Required work: Every entry should be reproduced word for word.

Data items:
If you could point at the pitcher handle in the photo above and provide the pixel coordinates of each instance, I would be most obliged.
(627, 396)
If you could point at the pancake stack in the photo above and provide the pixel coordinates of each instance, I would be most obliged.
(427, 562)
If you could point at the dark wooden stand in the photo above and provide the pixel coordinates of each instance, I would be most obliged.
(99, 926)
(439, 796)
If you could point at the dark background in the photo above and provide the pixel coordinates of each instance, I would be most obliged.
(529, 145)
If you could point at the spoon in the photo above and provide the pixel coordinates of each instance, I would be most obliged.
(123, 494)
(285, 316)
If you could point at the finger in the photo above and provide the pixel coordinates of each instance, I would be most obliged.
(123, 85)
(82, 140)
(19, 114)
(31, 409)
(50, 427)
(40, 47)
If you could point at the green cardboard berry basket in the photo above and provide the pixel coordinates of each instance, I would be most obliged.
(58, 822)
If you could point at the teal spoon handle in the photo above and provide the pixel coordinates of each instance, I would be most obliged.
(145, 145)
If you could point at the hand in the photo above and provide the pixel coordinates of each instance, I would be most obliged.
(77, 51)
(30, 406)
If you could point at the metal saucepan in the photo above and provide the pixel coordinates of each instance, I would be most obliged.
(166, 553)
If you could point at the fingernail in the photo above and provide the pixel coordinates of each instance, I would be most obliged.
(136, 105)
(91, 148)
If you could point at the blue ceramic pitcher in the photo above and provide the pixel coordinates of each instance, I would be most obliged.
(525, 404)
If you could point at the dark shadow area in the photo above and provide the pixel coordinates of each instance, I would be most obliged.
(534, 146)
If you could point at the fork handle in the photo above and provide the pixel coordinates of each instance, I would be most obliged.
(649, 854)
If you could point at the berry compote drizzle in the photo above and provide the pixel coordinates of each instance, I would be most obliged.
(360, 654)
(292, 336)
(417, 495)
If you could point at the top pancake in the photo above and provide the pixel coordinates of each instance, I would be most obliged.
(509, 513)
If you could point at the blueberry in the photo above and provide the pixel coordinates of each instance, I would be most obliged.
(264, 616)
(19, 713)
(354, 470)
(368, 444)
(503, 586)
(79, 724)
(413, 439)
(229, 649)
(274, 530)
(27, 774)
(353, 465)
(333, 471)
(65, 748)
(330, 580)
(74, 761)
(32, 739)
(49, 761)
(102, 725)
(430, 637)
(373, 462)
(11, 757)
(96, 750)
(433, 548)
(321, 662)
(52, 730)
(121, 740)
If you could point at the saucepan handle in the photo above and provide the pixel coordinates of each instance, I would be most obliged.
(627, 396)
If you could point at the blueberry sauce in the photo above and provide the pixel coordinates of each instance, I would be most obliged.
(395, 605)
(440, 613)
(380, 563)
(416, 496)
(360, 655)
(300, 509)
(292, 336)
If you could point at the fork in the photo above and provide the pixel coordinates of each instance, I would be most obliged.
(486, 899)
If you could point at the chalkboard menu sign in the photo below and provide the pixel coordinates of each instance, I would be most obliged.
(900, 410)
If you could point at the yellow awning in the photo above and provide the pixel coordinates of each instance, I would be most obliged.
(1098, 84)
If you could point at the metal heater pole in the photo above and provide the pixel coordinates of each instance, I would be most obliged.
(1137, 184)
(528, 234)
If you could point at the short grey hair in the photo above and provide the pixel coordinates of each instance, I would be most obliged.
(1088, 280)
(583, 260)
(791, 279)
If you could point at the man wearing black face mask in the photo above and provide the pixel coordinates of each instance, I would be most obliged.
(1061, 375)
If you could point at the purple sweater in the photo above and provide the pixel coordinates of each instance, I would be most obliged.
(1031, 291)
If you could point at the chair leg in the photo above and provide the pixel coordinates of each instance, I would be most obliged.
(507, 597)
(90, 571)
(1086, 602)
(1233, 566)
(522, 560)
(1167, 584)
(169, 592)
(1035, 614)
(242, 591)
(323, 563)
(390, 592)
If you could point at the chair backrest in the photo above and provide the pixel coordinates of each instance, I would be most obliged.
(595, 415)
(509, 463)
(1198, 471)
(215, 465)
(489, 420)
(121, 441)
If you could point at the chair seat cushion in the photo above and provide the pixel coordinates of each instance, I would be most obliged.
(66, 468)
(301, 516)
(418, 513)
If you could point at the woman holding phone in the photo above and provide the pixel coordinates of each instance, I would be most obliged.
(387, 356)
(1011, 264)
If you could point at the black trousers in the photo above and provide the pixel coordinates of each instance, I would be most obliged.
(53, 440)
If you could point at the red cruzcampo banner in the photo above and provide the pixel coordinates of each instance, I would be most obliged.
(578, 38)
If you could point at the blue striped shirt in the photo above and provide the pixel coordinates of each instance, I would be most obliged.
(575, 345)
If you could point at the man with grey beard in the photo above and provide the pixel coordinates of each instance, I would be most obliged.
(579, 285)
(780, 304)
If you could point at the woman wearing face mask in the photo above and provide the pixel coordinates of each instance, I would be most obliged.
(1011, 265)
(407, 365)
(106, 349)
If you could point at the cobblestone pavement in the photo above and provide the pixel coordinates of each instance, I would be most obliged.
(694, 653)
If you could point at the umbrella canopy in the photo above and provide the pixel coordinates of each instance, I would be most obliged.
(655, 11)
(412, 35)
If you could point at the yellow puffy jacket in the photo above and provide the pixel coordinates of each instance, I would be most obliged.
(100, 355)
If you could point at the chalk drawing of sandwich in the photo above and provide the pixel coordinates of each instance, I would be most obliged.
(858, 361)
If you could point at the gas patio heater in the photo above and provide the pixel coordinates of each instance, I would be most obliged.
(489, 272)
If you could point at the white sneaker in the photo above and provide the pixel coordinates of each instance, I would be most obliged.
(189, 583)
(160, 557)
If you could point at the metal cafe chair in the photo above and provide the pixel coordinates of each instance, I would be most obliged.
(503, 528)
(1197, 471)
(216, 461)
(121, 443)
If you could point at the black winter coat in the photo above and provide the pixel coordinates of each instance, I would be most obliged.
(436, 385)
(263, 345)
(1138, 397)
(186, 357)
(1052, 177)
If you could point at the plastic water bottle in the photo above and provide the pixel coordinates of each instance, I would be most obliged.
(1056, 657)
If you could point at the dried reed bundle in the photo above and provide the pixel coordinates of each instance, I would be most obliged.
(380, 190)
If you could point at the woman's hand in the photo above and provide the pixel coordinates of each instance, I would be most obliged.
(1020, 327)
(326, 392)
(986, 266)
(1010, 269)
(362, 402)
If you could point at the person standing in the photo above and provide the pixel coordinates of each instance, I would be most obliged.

Response to the task:
If you could point at the pitcher handle in the photo above and provide the pixel coordinates of each instance, I would be most obliged.
(627, 396)
If you could point at the pancake stack in the photo above and provide the pixel coordinates of each instance, I would be most obliged.
(427, 562)
If you could point at the dark wooden stand in the photo above and provide the pixel coordinates of each instance, I would be most obliged.
(99, 926)
(439, 796)
If you could point at the dark background in the photo above and provide the pixel coordinates of each instance, I would be most obliged.
(529, 145)
If you could point at the spoon in the photo above and provide the pixel coordinates of each instance, I would be most obliged.
(123, 494)
(285, 316)
If you could point at the finger in the photo above and provide the pixel coordinates of each instance, I would be most obliged.
(123, 85)
(82, 140)
(19, 114)
(31, 409)
(50, 427)
(40, 47)
If you could point at the green cardboard berry basket in the photo above and provide the pixel coordinates of each instance, I would be most obliged.
(58, 822)
If you could point at the teal spoon handle in the photo above and provide the pixel coordinates of each instance, I would be most obliged.
(145, 145)
If you could point at the hand in the photo above and provide the pixel coordinates of each instance, I would be most obliged.
(77, 51)
(30, 406)
If you could point at the metal saucepan in the photo above and provide the pixel coordinates of each instance, I would be most obliged.
(166, 553)
If you could point at the fingernail in the photo above and provide the pixel coordinates of each instance, I would be most obliged.
(136, 105)
(91, 148)
If you could point at the blue ceramic pitcher in the photo above and provide the pixel coordinates of each instance, I would be most obliged.
(525, 404)
If you could point at the dark shadow area in the photo above and provide the pixel coordinates of each instance, I would be most obliged.
(534, 146)
If you could point at the fork handle in the photo above and provide the pixel coordinates of each instance, I would be most obliged.
(649, 854)
If you could point at the berry compote drizzle in the photo above and provide the pixel coordinates of each instance, I would be most obliged.
(360, 654)
(292, 336)
(417, 495)
If you could point at the top pancake in the photo above and provide the pixel coordinates of each instance, I would be most obliged.
(509, 513)
If you could point at the blueberry in the photo above and provide the pixel coordinates of each instance, I would be most obliged.
(264, 616)
(19, 713)
(354, 470)
(368, 444)
(503, 586)
(79, 724)
(413, 439)
(229, 649)
(274, 530)
(27, 774)
(353, 465)
(333, 471)
(65, 748)
(330, 580)
(74, 761)
(32, 739)
(49, 761)
(102, 725)
(430, 637)
(373, 462)
(11, 757)
(96, 750)
(433, 548)
(321, 662)
(52, 730)
(121, 740)
If you could point at the saucepan handle in the photo above and provide the pixel coordinates of each instance, I would be most obliged.
(627, 396)
If you could point at the blueberry sauce in the photo above and provide the pixel coordinates of each instance, I would be most obliged.
(395, 605)
(440, 613)
(380, 563)
(416, 496)
(360, 655)
(300, 509)
(292, 336)
If you could point at the fork in the photo above and provide the pixel coordinates of each instance, I would be most obliged.
(486, 899)
If you could point at the chalkboard menu sign in the photo below and provide the pixel coordinates of each instance, I would be most obliged.
(900, 410)
If you could point at the yellow awning in the photo above and provide the pixel coordinates of each instance, I would be most obliged.
(1098, 84)
If you could point at the metal heater pole in the photo above and provide the pixel coordinates of each instance, I would be most obliged.
(1137, 184)
(528, 234)
If you could point at the short grey hair in the photo above and provide the pixel coordinates of each instance, I would be most obliged.
(1088, 280)
(583, 260)
(791, 279)
If you could point at the man wearing black face mask in the photo above and provide the pixel coordinates of each instance, I would be most obliged.
(1061, 375)
If you could point at the purple sweater in the photo above and provide the pixel coordinates of each instance, I would be most obliged.
(1031, 291)
If you could point at the chair leg in the photo above and provide the pixel coordinates of each instance, I would be most obliged.
(507, 597)
(90, 571)
(1086, 602)
(1233, 566)
(522, 560)
(1167, 584)
(169, 592)
(1035, 614)
(242, 591)
(323, 563)
(390, 592)
If you could point at the chair backrest in the photo above and provide the pixel coordinates of each instance, I would be most obliged.
(595, 415)
(509, 463)
(1198, 471)
(215, 465)
(489, 420)
(121, 441)
If you could point at the chair seat cushion in the photo above and provide the pixel coordinates of each instance, I would be most obliged.
(66, 468)
(301, 516)
(418, 513)
If you could point at the woman holding phone in the photo above and provide the pixel coordinates of each instance, I would be most obliged.
(387, 356)
(1011, 264)
If you could point at the black trousers in the photo above and provide the pixel coordinates of each instance, I would be most obliged.
(53, 440)
If you could point at the red cruzcampo banner in the photo above and provide the pixel coordinates of each instance, I would be most obliged.
(578, 38)
If you could point at the blue striped shirt in the photo above and provide the pixel coordinates of each instance, I would be most obliged.
(575, 345)
If you could point at the man with grey beard in the photo above and provide the pixel coordinates of each instance, I would be most obliged.
(579, 285)
(780, 304)
If you could point at the woman wearing face mask in the photo above and provide the pixel coordinates of each instance, I would be most obliged.
(1011, 265)
(407, 365)
(106, 349)
If you could point at the cobblestone pavement in the photo above and provide the pixel coordinates of each instance, I would be most obliged.
(694, 653)
If you could point at the umbrella canopy in the photo above and provide the pixel coordinates of each instance, I would be most obliged.
(655, 11)
(412, 35)
If you could point at the yellow puffy jacket in the photo above and provide the pixel coordinates of each instance, I would be most obliged.
(100, 355)
If you could point at the chalk drawing of sandwich in the photo above and provide the pixel coordinates of each instance, I would be most obliged.
(858, 361)
If you could point at the gas patio heater in the photo above and provide the pixel coordinates of each instance, I would be most obliged.
(489, 272)
If you could point at the white sneaker in the photo above and provide the pixel coordinates of each instance, I would be most obliged.
(189, 583)
(160, 557)
If you could point at the metal cafe chair in the photo above and provide the pixel coordinates of each instance, I would be most obliged.
(503, 528)
(1197, 471)
(216, 461)
(121, 443)
If you could point at the black winter coat in the photo above and provide the pixel coordinates of each instance, I would be most obliged.
(436, 385)
(263, 345)
(1138, 397)
(186, 357)
(1052, 177)
If you could point at the plastic water bottle in the photo above and provide the pixel coordinates of each instance, I would be most obliged.
(1056, 657)
If you could point at the dried reed bundle in the photo above and provide the pixel coordinates of each instance, I would be most obliged.
(380, 190)
If you could point at the woman's hand in the photo above and provide the pixel coordinates of each instance, I would be most obliged.
(1020, 327)
(326, 392)
(986, 266)
(1010, 269)
(362, 402)
If you could point at the person standing in the photo above and provide the pixel coordinates of each instance, I would be most obliged.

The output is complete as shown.